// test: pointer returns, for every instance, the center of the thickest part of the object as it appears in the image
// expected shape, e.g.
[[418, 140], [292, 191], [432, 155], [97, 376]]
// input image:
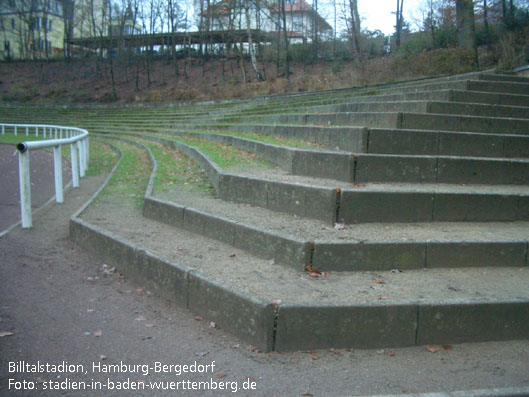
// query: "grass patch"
[[225, 155], [175, 168], [130, 179], [102, 159]]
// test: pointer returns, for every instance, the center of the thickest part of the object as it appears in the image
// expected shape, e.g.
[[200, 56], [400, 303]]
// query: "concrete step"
[[298, 242], [404, 120], [391, 140], [358, 168], [271, 308]]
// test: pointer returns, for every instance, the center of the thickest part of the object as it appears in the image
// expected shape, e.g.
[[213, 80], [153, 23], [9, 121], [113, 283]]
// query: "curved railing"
[[53, 136]]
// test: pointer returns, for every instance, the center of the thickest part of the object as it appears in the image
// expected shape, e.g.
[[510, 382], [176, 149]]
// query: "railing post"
[[25, 188], [75, 165], [57, 163], [87, 151], [81, 159]]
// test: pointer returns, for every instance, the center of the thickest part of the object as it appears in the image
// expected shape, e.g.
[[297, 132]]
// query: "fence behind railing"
[[52, 136]]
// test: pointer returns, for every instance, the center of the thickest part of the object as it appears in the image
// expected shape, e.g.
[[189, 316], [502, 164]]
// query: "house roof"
[[301, 6]]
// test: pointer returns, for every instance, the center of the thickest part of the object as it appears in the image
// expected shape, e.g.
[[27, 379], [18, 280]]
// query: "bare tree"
[[352, 20], [251, 47], [466, 32], [399, 22]]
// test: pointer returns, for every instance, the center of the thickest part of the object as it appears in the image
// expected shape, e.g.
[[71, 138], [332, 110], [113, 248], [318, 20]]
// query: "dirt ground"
[[61, 305]]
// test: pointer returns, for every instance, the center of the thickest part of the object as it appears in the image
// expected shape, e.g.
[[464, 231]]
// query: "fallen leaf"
[[432, 349]]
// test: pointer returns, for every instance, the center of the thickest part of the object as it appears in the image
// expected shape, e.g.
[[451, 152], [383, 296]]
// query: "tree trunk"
[[466, 36], [486, 22], [250, 43]]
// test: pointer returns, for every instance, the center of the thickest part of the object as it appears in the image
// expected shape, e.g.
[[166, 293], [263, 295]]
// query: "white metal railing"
[[53, 136]]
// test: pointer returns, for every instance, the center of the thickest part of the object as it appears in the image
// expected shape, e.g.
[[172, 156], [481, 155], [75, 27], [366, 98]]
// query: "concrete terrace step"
[[332, 200], [298, 242], [358, 168], [429, 106], [410, 262], [390, 141], [272, 308], [419, 121]]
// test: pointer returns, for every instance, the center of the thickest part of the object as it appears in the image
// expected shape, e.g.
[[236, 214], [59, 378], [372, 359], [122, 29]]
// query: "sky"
[[377, 14]]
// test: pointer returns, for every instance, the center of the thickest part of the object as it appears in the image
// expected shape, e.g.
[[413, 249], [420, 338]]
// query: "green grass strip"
[[173, 168], [129, 181]]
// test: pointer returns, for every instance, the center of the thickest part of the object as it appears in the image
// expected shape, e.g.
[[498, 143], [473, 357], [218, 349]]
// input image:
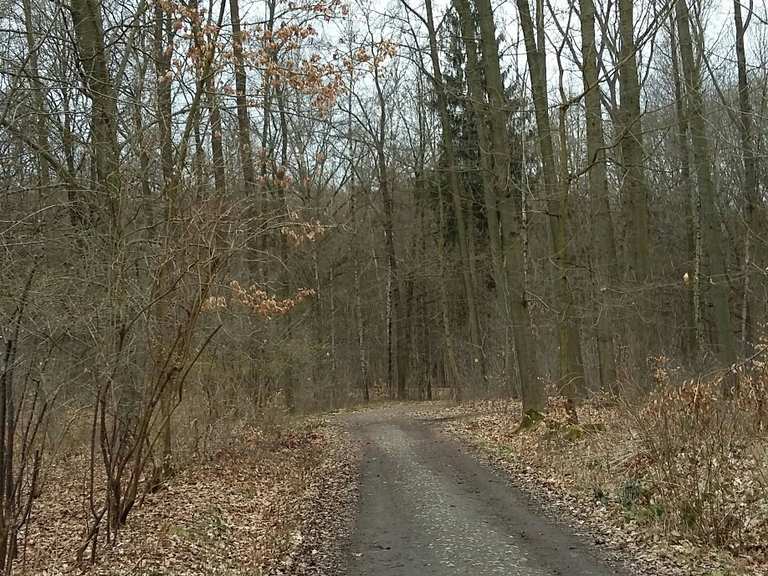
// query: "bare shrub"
[[703, 457]]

|---|

Work to be completed:
Print every record above exactly as written, leaving out the pictures.

Worked solution:
// test: pointer returns, for every instance, the center of the thickest part of the object as it appears in the image
// expected shape, e.g.
[[418, 140], [292, 191], [432, 155], [97, 376]]
// input image:
// query: "grass patch"
[[225, 155], [175, 168], [130, 179], [102, 159]]
// test: pointer returns, for every instance, the center of the thickest part of the object as it appears in the image
// expected shape, e.g.
[[200, 56], [400, 303]]
// query: "concrete step"
[[298, 242], [404, 120], [391, 140], [358, 168], [271, 308]]
// test: pointer returns, for every instance, the center of the thickest part of the object as it appears in the image
// expected shape, e.g.
[[213, 80], [153, 23], [9, 121], [113, 283]]
// query: "curved railing"
[[53, 136]]
// test: pointer returns, for every instance, the center of the thickest part of the object as it appears in the image
// expected shape, e.g.
[[510, 382], [176, 149]]
// query: "railing post"
[[25, 188], [75, 165], [57, 163], [87, 151], [81, 159]]
// test: pointer returns, for every instance, the center of the thickest part of the object as it appears in the image
// expected shape, e.g.
[[297, 132]]
// query: "fence behind railing"
[[52, 136]]
// test: pointer returns, for every instance, the center of the thickest part of the object as it appears in the image
// expected shape, e.g.
[[189, 316], [502, 164]]
// query: "house roof"
[[301, 6]]
// test: pointer returns, for every instance, the center of the thickest part of the object as it appears in the image
// expected shape, e.g.
[[27, 379], [18, 280]]
// query: "bare tree"
[[352, 20], [251, 47], [466, 32], [399, 22]]
// test: pointer returns, for every instance, the center of the thickest part of the object as it appears in the image
// expected shape, e.g.
[[71, 138], [332, 110], [113, 248], [318, 20]]
// query: "dirt ground"
[[61, 305]]
// test: pointer returns, for every instance, the center of the thickest part of the object as it appears in the image
// expected shape, e.g.
[[464, 231]]
// query: "fallen leaf"
[[432, 349]]
// test: pointer returns, for every instance, the center of the thickest part of the object as it appears in the image
// expected shape, e.g.
[[451, 152], [383, 296]]
// query: "tree trunk"
[[466, 36], [486, 22], [250, 43]]
// test: pointer returns, for every instance, the center of the thickest part of the object as it appears in the image
// expected shape, e.g.
[[166, 293], [263, 295]]
// query: "white metal railing"
[[53, 136]]
// test: pointer returns, for every instance, the center of the thickest part of the object as it appears in the image
// expected shape, e.g.
[[172, 156], [481, 155], [75, 27], [366, 98]]
// query: "concrete terrace step"
[[332, 200], [298, 242], [358, 168], [429, 106], [410, 262], [390, 141], [272, 308], [419, 121]]
// test: pointer returns, for every instance, the center of the thickest part of the object as it appears in the image
// expected shape, e.g.
[[236, 214], [59, 378], [372, 359], [122, 29]]
// query: "sky"
[[377, 14]]
// test: pointer returns, for every instance, the center of the thickest part of the object as it appears in the image
// expected shape, e.g.
[[413, 249], [420, 338]]
// query: "green grass strip"
[[173, 168], [129, 181]]
// test: pointer returns, for every instance, the center of the thickest part of the object as it appears in the image
// expected shape, e.g.
[[498, 143], [473, 357], [218, 349]]
// input image:
// query: "bare shrub"
[[703, 457]]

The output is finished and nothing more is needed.